[Items listed in a dataset]
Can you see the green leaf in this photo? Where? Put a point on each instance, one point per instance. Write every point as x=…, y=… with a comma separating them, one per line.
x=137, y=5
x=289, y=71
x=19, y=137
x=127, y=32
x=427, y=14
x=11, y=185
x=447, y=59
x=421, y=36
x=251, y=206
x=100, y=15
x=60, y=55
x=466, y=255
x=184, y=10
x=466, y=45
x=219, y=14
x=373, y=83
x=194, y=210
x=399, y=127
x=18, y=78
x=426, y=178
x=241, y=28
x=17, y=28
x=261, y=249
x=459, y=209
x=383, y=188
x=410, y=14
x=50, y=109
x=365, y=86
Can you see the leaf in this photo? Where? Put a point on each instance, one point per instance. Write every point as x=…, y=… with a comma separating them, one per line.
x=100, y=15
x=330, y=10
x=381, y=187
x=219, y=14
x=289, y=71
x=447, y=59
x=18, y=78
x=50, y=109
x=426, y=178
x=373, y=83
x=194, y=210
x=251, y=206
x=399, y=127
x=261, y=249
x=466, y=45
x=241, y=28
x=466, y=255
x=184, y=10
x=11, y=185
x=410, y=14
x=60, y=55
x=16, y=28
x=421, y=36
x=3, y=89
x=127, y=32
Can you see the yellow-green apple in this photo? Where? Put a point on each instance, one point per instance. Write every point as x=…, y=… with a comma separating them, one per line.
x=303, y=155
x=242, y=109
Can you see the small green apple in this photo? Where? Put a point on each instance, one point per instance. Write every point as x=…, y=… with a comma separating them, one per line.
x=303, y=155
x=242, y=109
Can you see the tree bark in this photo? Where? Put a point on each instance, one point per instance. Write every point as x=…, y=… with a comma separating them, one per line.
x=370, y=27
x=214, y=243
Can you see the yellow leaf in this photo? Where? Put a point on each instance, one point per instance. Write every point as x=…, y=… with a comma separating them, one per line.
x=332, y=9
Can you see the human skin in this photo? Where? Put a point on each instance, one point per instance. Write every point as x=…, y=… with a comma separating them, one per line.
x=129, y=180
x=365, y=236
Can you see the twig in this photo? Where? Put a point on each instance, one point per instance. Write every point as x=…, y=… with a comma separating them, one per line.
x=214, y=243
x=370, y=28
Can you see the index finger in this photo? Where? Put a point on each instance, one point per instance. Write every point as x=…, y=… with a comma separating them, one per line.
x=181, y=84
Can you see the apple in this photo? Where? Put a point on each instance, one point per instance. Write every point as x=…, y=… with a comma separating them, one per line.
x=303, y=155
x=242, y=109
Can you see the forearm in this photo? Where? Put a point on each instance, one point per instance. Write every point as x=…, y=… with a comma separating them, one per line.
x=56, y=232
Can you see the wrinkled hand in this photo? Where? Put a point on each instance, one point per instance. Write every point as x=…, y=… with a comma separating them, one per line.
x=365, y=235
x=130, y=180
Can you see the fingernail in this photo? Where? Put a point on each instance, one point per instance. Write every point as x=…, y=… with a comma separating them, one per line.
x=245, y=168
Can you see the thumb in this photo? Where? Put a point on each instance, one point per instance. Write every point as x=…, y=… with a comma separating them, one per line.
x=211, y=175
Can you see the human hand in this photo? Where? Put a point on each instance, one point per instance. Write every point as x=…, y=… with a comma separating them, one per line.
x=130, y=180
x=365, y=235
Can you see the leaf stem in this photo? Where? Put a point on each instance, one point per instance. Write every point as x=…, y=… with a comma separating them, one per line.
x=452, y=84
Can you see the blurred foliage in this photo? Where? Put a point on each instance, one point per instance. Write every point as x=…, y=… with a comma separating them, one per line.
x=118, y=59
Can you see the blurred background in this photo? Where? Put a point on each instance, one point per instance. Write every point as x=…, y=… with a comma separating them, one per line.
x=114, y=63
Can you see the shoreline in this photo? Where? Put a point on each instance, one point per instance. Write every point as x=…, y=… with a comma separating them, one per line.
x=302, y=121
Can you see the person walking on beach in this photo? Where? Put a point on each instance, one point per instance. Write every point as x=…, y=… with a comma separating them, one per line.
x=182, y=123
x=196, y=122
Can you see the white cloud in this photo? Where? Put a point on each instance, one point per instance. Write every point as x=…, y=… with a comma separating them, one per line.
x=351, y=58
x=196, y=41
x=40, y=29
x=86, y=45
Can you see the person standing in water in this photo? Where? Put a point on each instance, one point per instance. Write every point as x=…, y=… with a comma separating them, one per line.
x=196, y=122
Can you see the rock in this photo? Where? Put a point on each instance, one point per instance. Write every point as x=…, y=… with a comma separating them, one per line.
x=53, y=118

> EXERCISE DIRECTIONS: Render every line of the records above as a JSON list of strings, one string per line, leaving out any blank lines.

> TASK SOLUTION:
[
  "Can you see the green leaf in this photo? Where? Put a point on each instance, one point per instance. Write every point as x=…, y=… with a comma separating them, one per line.",
  "x=137, y=5",
  "x=289, y=71",
  "x=19, y=137",
  "x=127, y=32",
  "x=427, y=14",
  "x=11, y=185",
  "x=447, y=59",
  "x=421, y=36",
  "x=251, y=206",
  "x=100, y=15",
  "x=60, y=55",
  "x=466, y=255",
  "x=184, y=10",
  "x=466, y=45",
  "x=219, y=14",
  "x=373, y=83",
  "x=194, y=210",
  "x=399, y=127",
  "x=18, y=78",
  "x=426, y=178",
  "x=241, y=28",
  "x=17, y=28",
  "x=261, y=249",
  "x=459, y=209",
  "x=383, y=188",
  "x=410, y=14",
  "x=50, y=109",
  "x=365, y=86",
  "Can you see the leaf in this photo? Where? Put a point on each instance, one point per instance. Write every point as x=…, y=… with a comma separating them, one per line.",
  "x=100, y=15",
  "x=330, y=10",
  "x=381, y=187",
  "x=219, y=14",
  "x=289, y=71",
  "x=447, y=59",
  "x=18, y=78",
  "x=50, y=109",
  "x=426, y=178",
  "x=373, y=83",
  "x=194, y=210",
  "x=251, y=206",
  "x=399, y=127",
  "x=261, y=249",
  "x=466, y=45",
  "x=241, y=28",
  "x=466, y=255",
  "x=184, y=10",
  "x=11, y=185",
  "x=410, y=14",
  "x=60, y=55",
  "x=16, y=28",
  "x=421, y=36",
  "x=3, y=89",
  "x=127, y=32",
  "Can you see the yellow-green apple in this photo? Where? Put a point on each instance, one point per instance. Write every point as x=…, y=… with a comma separating them, one per line.",
  "x=303, y=155",
  "x=242, y=109",
  "Can you see the small green apple in this photo? Where? Put a point on each instance, one point per instance. Write every point as x=…, y=… with a comma separating them, one per line.",
  "x=303, y=155",
  "x=242, y=109",
  "Can you see the tree bark in this photo? Where? Put a point on each instance, one point per instance. Write every point as x=…, y=… with a comma separating them, one per line.",
  "x=370, y=27",
  "x=214, y=243",
  "Can you see the yellow leaf in this photo? Where? Put a point on each instance, one point per instance. Write every point as x=…, y=… with a comma separating them, one per line.",
  "x=332, y=9",
  "Can you see the human skin in this photo? Where? Put a point on each instance, one point per instance. Write every point as x=…, y=… with a comma separating them, one per line.",
  "x=129, y=180",
  "x=365, y=236",
  "Can you see the twig in this photo? Where? Put a point on each instance, one point per instance. Write every point as x=…, y=… with a comma separating them, one per line.",
  "x=214, y=243",
  "x=370, y=28",
  "Can you see the index finger in this photo? Where? Put a point on each instance, one point per instance. Write every point as x=…, y=… with a comma separating them, one per line.",
  "x=181, y=84",
  "Can you see the apple in this photo? Where? Put a point on each instance, one point per instance. Write every point as x=…, y=… with a comma separating them, one per line.",
  "x=303, y=155",
  "x=242, y=109",
  "Can you see the forearm in this photo? Where? Put a point on each instance, one point per instance. Write every point as x=…, y=… with a comma separating them, one per line.",
  "x=56, y=232",
  "Can you see the wrinkled hand in this photo? Where? Put a point on each instance, one point per instance. Write every point as x=…, y=… with a comma separating them, one per line.",
  "x=365, y=235",
  "x=130, y=180",
  "Can you see the fingernail in this photo? Where? Put a point on each instance, one point per instance. Write every point as x=…, y=… with a comma separating them, one per line.",
  "x=245, y=168",
  "Can you see the thumb in this photo? Where? Put a point on each instance, one point per instance. Write every point as x=…, y=… with a comma separating them, one per line.",
  "x=211, y=175",
  "Can you see the human hand in this photo? Where? Put a point on each instance, one point per instance. Write every point as x=…, y=… with a comma separating them, one per line.",
  "x=130, y=180",
  "x=365, y=235",
  "Can you see the leaf stem in this photo? Where? Put a point on each instance, one point per instance. Write every point as x=…, y=… with a comma separating them, one per line.",
  "x=452, y=84",
  "Can you see the blurred foliage in this photo? Where? Put a point on each instance, one point per instance. Write every point as x=…, y=… with a comma separating them, one per line.",
  "x=118, y=59",
  "Can you see the blurred background in this photo? Where? Put a point on each instance, one point per instance. Write every point as x=…, y=… with a comma separating them, one per line.",
  "x=114, y=63",
  "Can you see the shoreline in this photo? Where? Put a point on each instance, one point per instance. Write every point as x=…, y=… with a comma separating them, one per line.",
  "x=302, y=121",
  "Can you see the person walking on beach in this photo? Where? Put a point on each instance, one point per instance. Write every point as x=…, y=… with a comma separating them, one per line.",
  "x=182, y=123",
  "x=196, y=122",
  "Can you see the white cloud in this photo? Where? Put a point on each instance, one point per instance. Write every point as x=…, y=… with a comma separating them, one per line.",
  "x=351, y=58",
  "x=196, y=41",
  "x=40, y=29",
  "x=86, y=45",
  "Can you see the person standing in water in this photo? Where? Put a point on each instance, one point per instance. Write every point as x=…, y=… with a comma separating them, one per line.",
  "x=196, y=122",
  "Can you see the rock in this photo? Where? Put a point on each instance, one point per instance. Write every point as x=…, y=… with a comma separating them, one per line.",
  "x=53, y=118"
]